# [Zadanie pisemne 1]
Na podstawie podanego fragmentu odpowiedz krótko na pytania:
(a) Ile kilometrów liczył etap 6?
(b) Na jaką wysokość nad poziomem morza prowadzi górska trasa Erdalen?
(c) Do jakiego miasta jedzie autobus, na który przeniesiono się na przystanek?

# [Podany fragment]
3/07/2019 0

Norweski Tour 2018 - dzień 8

JAK POKONAĆ 24-KILOMETROWY TUNEL 💨 PO WSTĘDZE MÖBIUSA, CZYLI JAK SIĘ ZAPĘTLIŁEM ➰ PÓŁMETEK 🚴






Dzień 8

Etap 6

21 sierpień 2018, wtorek

Lærdal /przy fiordzie Værdalsfjorden/ - Skjervheim /przy jeziorze Myrkdalsvatnet/
flaga-norwegii-ruchomy-obrazek-0007


ŚWIETLIKI - "NIEBIESKIE SŁOŃCE"



(Lærdal - Aurland - Flåm - Gudvangen - Brekke - Skjervheim)
 
53,3 km
(łącznie 517,6 km)


 
start godzina 8:55

meta godzina 17:20

czas jazdy optymalny 3:50 h

czas etapu 8:25 h

średnia prędkość 13,9 km/h

prędkość max 57,36 km/h

suma podjazdów 799 m

wysokość max 400 m n.p.m.

wysokość min 1 m n.p.m.

wysokość start/meta 1/242 m n.p.m.

różnica wysokości 399 m

podjazd max 26%!

zjazd max 16%

temperatura rano 14°C

temperatura min 12°C

temperatura max 16°C



Najbardziej popieprzony dzień tej wyprawy. Kiedy startuję z kempingu w Lærdal mam dwie ewentualności trasy - albo jadę przez 24-kilometrowy tunel albo wysokogórską trasą Erdalen. Mam już w nogach trochę podjazdów w Norwegii, a górska trasa wiedzie aż na 1400 metrów nad poziomem morza (nie mam dziś na to zapału), więc decyzja - jadę do tunelu.
Przed wjazdem do niego ustawiam się tradycyjnie na stopa, no bo zakaz dla rowerów. No i stoję, stoję, stoję...
Już południe, ja stoję nadal, jest piękna słoneczna pogoda, a ja jak na złość tkwię w miejscu. Zmieniam plan. Przenoszę się na przystanek kilkaset metrów poniżej, bo za pół godziny leci autobus do Bergen.

# [Wiersze wejściowe]
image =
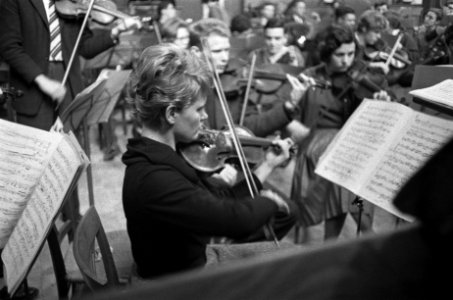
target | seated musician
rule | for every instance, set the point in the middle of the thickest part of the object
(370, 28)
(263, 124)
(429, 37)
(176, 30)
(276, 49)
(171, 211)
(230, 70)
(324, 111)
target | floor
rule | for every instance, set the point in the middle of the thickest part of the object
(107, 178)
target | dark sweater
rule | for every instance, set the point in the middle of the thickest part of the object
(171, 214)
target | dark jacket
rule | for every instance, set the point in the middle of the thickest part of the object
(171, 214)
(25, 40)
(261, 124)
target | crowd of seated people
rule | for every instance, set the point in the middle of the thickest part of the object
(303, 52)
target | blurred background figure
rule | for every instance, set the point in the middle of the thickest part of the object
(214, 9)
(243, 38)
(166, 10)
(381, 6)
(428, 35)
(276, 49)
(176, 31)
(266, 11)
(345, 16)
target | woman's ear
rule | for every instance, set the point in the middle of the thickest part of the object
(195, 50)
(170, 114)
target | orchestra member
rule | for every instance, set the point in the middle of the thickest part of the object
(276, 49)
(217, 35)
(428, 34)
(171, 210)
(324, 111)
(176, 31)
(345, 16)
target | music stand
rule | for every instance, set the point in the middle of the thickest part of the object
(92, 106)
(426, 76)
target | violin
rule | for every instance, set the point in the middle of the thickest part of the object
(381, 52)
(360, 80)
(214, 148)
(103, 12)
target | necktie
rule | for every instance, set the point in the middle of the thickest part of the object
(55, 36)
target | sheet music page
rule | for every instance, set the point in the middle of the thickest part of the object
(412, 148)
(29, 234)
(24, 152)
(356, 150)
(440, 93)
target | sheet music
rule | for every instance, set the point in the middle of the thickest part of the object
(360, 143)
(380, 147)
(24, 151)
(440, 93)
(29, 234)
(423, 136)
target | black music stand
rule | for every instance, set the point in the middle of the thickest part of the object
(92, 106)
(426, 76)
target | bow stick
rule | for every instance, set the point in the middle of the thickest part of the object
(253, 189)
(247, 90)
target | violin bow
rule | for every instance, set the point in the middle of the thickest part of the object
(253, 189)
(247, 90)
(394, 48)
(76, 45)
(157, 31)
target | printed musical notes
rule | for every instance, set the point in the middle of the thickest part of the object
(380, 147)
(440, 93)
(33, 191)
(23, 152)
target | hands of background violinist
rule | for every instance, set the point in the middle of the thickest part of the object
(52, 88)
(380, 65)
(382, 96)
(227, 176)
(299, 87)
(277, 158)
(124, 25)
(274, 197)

---

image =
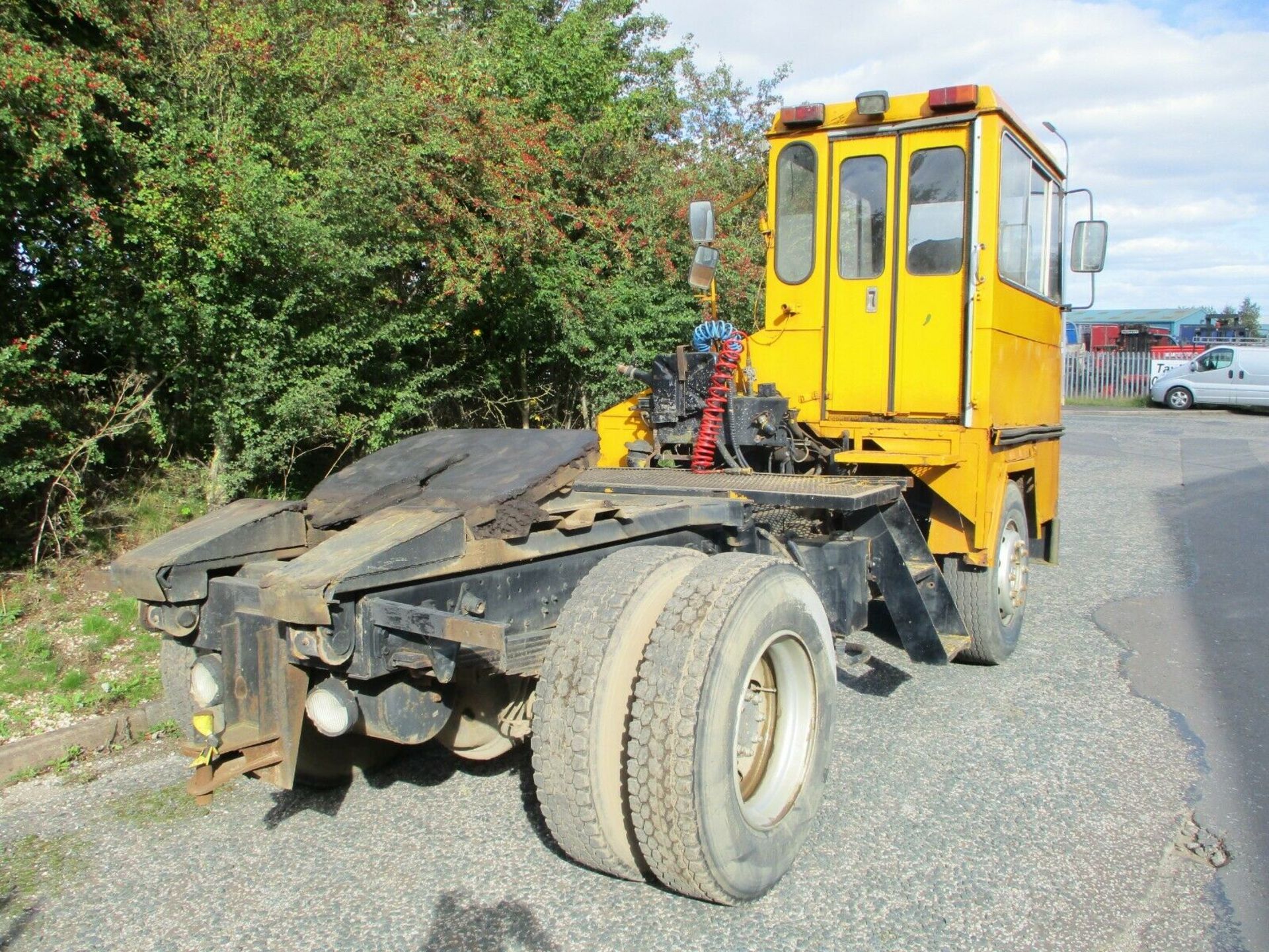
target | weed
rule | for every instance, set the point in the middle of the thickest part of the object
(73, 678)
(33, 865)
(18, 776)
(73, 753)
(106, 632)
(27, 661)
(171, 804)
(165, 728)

# [Zadanie pisemne 2]
Zbierz z rekordów wszystkie wiersze zawierające słowo "dark" i przepisz je.

# [Odpowiedź 1]
(a) 53,3 km
(b) Aż na 1400 metrów nad poziomem morza
(c) Do Bergen

# [Odpowiedź 2]
target | dark sweater
target | dark jacket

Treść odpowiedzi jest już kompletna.